Print the line that contains "search: hallway" and every line after it through the last line of the records below, exactly as written and nothing else.
======== Data lines
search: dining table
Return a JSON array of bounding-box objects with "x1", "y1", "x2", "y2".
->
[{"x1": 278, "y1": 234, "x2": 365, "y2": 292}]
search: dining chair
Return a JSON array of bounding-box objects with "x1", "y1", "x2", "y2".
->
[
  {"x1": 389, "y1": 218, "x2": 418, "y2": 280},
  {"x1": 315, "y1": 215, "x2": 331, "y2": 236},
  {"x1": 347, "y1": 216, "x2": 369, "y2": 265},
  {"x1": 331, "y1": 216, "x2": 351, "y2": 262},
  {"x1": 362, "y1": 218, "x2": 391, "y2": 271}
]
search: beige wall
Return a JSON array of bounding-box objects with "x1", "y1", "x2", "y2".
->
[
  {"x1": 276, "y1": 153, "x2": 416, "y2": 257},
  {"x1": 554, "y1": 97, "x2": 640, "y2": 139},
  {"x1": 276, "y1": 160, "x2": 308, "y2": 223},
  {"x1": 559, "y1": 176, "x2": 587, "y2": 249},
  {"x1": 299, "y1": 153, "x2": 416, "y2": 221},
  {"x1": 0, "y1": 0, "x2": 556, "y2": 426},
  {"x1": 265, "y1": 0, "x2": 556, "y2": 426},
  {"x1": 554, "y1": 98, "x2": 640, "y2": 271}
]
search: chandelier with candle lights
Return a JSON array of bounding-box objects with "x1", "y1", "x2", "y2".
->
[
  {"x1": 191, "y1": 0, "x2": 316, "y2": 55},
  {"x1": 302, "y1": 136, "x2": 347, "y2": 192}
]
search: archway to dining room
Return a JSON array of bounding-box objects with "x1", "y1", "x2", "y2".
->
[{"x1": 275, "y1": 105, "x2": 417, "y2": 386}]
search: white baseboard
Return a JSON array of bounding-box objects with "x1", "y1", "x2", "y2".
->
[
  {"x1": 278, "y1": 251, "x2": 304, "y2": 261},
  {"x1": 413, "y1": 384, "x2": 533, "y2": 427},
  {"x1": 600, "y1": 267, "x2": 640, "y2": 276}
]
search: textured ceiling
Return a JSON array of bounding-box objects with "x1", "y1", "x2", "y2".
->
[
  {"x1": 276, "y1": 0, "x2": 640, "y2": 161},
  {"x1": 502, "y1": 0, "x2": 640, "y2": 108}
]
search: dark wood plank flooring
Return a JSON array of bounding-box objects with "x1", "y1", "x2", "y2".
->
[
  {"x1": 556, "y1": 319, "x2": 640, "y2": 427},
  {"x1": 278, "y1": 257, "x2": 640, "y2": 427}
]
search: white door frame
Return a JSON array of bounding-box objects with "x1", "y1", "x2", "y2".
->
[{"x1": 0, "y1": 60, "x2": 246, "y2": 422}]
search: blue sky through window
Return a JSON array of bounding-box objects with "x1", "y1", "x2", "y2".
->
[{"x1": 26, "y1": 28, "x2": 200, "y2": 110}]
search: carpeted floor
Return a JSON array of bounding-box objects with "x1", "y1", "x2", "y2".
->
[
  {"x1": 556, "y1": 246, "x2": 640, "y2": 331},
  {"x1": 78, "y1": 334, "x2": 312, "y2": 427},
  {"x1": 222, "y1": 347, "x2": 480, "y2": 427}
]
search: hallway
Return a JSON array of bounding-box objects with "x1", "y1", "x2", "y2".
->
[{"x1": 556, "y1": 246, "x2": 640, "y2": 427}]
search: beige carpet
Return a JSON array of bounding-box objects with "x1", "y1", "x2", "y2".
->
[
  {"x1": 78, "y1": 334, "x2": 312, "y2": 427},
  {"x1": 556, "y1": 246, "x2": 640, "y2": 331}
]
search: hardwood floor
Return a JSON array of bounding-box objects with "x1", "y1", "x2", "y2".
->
================
**Correct result:**
search: hallway
Return a JSON array of bounding-box objects with "x1", "y1", "x2", "y2".
->
[{"x1": 556, "y1": 246, "x2": 640, "y2": 427}]
search: beige carpet
Return a JSON array of bounding-box objects with "x1", "y1", "x2", "y2".
->
[
  {"x1": 78, "y1": 334, "x2": 312, "y2": 427},
  {"x1": 556, "y1": 246, "x2": 640, "y2": 331}
]
search: hardwood floor
Return a JSON array of bounding-box objects with "x1", "y1", "x2", "y2".
->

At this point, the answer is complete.